SHORT TASK - Please reproduce every entry below character for character, omitting the pictures from your copy.

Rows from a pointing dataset
▬▬▬▬▬▬▬▬▬▬
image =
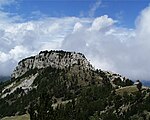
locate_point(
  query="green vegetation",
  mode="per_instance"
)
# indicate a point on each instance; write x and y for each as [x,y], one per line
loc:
[75,93]
[21,117]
▬▬▬▬▬▬▬▬▬▬
TASK ANSWER -
image =
locate_point(
  query="green vegetation",
  mode="per_instance"
)
# indicate a point on each instance; write x and y for each as [x,y], one per line
loc:
[75,93]
[21,117]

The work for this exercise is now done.